● **Exercise prompt**: Please retype the records that appear below, exactly and in full.

[[ Exercise materials open ]]

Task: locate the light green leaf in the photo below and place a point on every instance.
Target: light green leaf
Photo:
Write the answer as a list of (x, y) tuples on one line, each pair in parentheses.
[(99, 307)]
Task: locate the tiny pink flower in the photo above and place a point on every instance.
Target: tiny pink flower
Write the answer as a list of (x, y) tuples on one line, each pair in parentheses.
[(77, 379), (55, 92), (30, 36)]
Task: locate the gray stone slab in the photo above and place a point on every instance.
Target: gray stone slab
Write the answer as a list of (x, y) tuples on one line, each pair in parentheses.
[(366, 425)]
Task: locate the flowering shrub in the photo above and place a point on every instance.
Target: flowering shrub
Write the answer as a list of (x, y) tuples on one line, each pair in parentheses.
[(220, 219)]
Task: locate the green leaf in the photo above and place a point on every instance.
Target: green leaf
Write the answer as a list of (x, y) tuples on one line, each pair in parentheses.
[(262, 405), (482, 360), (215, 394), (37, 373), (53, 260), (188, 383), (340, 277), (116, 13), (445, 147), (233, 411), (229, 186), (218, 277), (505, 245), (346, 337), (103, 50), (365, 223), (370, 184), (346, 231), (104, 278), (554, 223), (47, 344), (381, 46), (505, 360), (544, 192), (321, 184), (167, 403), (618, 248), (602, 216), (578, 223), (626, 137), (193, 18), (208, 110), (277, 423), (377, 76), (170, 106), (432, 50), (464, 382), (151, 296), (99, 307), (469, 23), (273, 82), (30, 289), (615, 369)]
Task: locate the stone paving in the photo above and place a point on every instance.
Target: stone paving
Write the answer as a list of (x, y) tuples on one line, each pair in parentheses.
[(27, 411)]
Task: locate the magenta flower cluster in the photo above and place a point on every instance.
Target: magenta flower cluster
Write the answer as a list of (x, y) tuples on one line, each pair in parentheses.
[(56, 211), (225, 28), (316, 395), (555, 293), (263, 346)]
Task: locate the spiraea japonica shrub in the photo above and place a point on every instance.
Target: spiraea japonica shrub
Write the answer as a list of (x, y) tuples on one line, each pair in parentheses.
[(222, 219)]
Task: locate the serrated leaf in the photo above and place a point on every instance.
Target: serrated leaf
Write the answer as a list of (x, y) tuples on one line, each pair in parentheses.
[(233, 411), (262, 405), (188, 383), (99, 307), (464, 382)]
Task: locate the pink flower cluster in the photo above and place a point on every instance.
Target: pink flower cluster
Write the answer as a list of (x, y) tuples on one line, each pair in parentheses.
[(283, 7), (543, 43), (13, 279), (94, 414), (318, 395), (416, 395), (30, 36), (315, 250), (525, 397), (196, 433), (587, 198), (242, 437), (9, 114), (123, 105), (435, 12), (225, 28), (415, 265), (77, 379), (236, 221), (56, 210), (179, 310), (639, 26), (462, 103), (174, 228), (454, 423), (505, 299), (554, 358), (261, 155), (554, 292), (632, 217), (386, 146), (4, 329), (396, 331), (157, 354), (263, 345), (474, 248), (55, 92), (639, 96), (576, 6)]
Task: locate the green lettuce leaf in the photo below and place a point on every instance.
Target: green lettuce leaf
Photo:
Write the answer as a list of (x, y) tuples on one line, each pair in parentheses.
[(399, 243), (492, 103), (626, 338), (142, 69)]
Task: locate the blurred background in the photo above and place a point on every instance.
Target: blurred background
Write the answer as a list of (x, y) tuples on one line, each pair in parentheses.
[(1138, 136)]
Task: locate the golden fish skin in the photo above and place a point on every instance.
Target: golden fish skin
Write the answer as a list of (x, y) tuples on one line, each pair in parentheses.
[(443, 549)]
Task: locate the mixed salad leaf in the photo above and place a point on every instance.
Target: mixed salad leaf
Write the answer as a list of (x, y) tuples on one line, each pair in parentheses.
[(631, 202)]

[[ Exercise materials closed ]]

● **Task result**:
Task: locate the light green leaf in the photo below and place a point on every instance.
Target: light green leaf
Photo:
Write the answer as a list of (x, y) tuples on one line, each pair in parentheses.
[(99, 307)]
Task: locate the tiny pink flower in the photo above and place a point on every instance.
Target: tiny pink flower
Write the answer as a list of (x, y) tuples on one line, each pair in parentheses.
[(77, 379), (55, 92), (30, 36)]
Task: locate the gray stone slab in the photo above and place a point on every instance.
Target: gray stone slab
Write the answer as a list of (x, y) tuples on one line, each pair in parentheses.
[(366, 425)]
Task: locate the flowering shrub in the photo above and place a point on every instance.
Target: flowering shrub
Write the answer as a list of (x, y) tuples on one line, each pair in parentheses.
[(220, 219)]
Task: locate the green leaf in the photo above and place a point on every instance.
Target: green leaf
Write the answer as a list of (x, y) tuples on one line, each pair in parentheses.
[(262, 405), (482, 360), (215, 394), (37, 373), (53, 260), (188, 383), (340, 277), (116, 13), (445, 147), (233, 411), (229, 186), (218, 277), (505, 245), (346, 337), (103, 50), (365, 223), (370, 184), (346, 231), (104, 278), (554, 223), (47, 344), (381, 46), (505, 360), (544, 192), (321, 184), (167, 403), (618, 248), (602, 216), (578, 223), (626, 137), (193, 18), (208, 110), (277, 423), (377, 76), (170, 106), (432, 50), (464, 382), (151, 296), (99, 307), (469, 23), (273, 82), (30, 289), (615, 369)]
Task: locate the stone paving in the photo above and place a point on every instance.
Target: stone paving
Write the answer as a list of (x, y) tuples on one line, each pair in parentheses.
[(27, 411)]
Task: locate the magenta flower cluster in the photo above and place a point on every instance.
Target: magenta flower cluster
Write the answer as a list of (x, y) tuples on one line, each pair in parentheses.
[(56, 211), (225, 28), (316, 395), (555, 293), (263, 346)]
Task: locate the spiraea japonica shrub in the photo above and place a point on every instance.
Target: spiraea japonica shrub
Write the answer as a list of (x, y) tuples on one line, each pair in parentheses.
[(222, 219)]
Task: locate the serrated leaf in the photo above and place a point on every instance.
Target: serrated leaf
Write the answer as a list of (x, y) tuples on one line, each pair in parentheses.
[(233, 411), (262, 405), (188, 383), (99, 307), (464, 382)]
Task: locate the pink flower cluster in the photo above and place a point on every instance.
Target: pink flower cluster
Write the answer as a list of (x, y) tuples on one line, each pair in parentheses.
[(283, 7), (543, 43), (13, 279), (94, 414), (318, 395), (416, 395), (30, 36), (315, 250), (525, 397), (196, 433), (587, 198), (242, 437), (9, 114), (123, 105), (435, 12), (225, 28), (415, 265), (77, 379), (236, 221), (56, 210), (179, 310), (639, 26), (462, 103), (174, 228), (454, 423), (505, 299), (554, 358), (261, 155), (554, 292), (632, 217), (386, 146), (4, 329), (396, 331), (157, 354), (263, 345), (474, 248), (55, 92), (639, 96), (576, 6)]
Task: locate the green lettuce leaf in the photo below and place a point on every instance.
Target: green lettuce leaf
Photo:
Write the answer as a list of (x, y) tuples on one line, each pair in parentheses.
[(399, 243), (492, 103), (626, 338), (142, 69)]
Task: locate the blurred background in the photo above and place a point on every instance.
Target: blurred background
Write the answer as a list of (x, y) tuples on one line, each pair in parentheses.
[(1138, 136)]
Task: locate the golden fish skin in the photo above and place a point on every instance.
Target: golden fish skin
Write the answer as a list of (x, y) tuples on one line, each pair in parentheses.
[(443, 549)]
Task: locate the mixed salad leaf in the photo above and place a point on every instance.
Target: mixed salad leaf
Write the answer as a list of (x, y) tuples on one line, each pair in parentheses.
[(631, 202)]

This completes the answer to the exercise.